* [WHAT YOU HAVE TO DO]
Give an exact copy of the lines of the records below, starting at the line containing "Target: building facade" and running to the end.

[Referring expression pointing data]
****************
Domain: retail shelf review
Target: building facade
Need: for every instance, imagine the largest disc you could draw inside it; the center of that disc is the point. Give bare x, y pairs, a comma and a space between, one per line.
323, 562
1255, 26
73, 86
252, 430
****************
* [RESPONSE]
Target: building facade
Need: for every instance, imagine the largest disc you could draw inside it; the center of that disc is the point. Give bare x, y pairs, a comma and a space between, one per line.
323, 562
1255, 26
73, 86
252, 430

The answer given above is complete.